• **WORK TO DO**
Offset every coordinate in the answers by 44 and write the lines out again, requests included, starting with the line containing "For every instance of the muddy" and going on through the line containing "x=497 y=297". Only those lines are wanted.

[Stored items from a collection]

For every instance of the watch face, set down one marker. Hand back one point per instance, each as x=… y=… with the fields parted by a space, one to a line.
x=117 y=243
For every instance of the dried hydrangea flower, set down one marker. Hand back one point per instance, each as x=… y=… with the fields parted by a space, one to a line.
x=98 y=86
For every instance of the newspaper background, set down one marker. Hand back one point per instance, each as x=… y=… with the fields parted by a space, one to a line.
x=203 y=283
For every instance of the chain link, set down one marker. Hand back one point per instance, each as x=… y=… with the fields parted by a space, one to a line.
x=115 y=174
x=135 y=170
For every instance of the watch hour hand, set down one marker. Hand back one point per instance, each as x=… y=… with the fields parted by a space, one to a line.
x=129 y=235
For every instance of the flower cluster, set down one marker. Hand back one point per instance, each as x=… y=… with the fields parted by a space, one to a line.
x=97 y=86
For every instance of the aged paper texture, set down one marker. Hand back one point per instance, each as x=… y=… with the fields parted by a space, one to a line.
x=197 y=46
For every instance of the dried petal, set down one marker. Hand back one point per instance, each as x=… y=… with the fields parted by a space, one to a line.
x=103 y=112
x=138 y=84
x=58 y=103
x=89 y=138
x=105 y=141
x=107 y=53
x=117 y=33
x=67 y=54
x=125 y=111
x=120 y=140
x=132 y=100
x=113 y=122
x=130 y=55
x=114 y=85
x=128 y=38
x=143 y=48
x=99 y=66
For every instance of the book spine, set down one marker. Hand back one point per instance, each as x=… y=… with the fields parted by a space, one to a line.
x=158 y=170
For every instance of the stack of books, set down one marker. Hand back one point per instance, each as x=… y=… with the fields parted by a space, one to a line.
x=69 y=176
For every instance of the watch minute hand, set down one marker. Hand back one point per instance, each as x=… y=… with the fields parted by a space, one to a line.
* * *
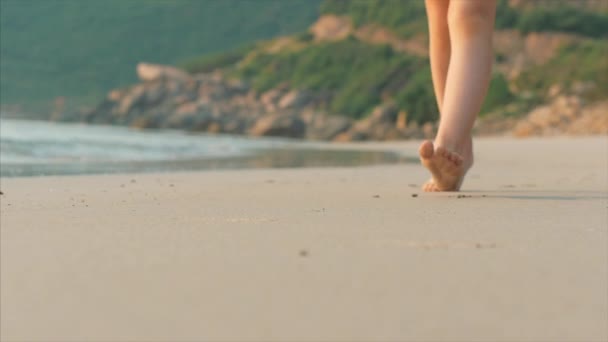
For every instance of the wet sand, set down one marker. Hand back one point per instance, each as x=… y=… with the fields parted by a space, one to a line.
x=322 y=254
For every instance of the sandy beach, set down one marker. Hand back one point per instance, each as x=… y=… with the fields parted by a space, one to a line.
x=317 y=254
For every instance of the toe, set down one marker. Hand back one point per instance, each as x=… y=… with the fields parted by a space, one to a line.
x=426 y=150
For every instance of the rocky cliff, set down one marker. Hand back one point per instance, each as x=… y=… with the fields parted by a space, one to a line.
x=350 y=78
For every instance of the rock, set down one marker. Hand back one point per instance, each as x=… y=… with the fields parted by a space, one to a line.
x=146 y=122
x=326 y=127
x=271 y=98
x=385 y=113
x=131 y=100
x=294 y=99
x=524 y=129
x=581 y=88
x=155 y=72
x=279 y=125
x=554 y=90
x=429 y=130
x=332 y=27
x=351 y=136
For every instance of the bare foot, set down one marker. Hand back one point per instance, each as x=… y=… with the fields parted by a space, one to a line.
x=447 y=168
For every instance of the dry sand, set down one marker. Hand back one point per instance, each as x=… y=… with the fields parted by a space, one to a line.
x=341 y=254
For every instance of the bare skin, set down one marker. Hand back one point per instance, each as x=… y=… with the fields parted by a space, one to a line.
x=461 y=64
==
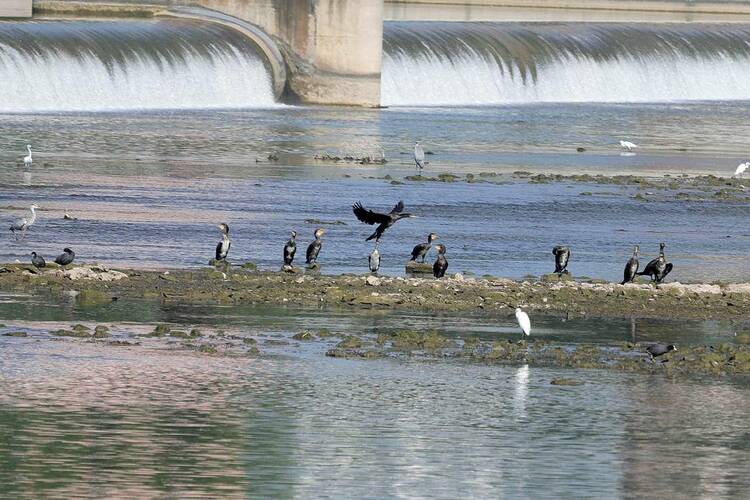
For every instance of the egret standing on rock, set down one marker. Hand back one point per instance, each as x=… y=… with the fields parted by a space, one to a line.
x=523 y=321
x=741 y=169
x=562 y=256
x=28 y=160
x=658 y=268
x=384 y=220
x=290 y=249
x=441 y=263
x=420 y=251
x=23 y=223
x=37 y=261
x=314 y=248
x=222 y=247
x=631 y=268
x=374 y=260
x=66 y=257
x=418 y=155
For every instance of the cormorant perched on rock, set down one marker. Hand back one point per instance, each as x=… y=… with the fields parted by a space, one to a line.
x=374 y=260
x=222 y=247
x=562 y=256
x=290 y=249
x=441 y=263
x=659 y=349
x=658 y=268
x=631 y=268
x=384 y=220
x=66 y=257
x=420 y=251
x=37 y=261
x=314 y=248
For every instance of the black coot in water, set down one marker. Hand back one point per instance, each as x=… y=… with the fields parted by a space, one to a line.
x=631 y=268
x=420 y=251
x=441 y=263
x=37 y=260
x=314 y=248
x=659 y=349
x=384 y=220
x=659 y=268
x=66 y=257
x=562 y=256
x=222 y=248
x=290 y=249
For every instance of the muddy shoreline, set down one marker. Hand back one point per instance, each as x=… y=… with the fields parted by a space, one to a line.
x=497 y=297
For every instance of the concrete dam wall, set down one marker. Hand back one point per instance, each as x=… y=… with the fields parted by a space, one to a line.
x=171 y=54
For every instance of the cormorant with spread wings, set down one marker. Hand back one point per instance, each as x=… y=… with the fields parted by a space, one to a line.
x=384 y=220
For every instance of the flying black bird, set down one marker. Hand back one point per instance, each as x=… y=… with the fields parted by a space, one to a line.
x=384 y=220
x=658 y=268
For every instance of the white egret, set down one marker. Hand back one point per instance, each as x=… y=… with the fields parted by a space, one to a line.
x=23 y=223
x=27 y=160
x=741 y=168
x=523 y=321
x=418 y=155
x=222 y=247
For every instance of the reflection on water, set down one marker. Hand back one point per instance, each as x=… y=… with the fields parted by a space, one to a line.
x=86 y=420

• **THE COMPLETED TASK**
For every instance of the muddy shoreline, set down one marker. Hand back one point per instance, each as x=… y=… with the fields parted by a space, one to a line.
x=541 y=341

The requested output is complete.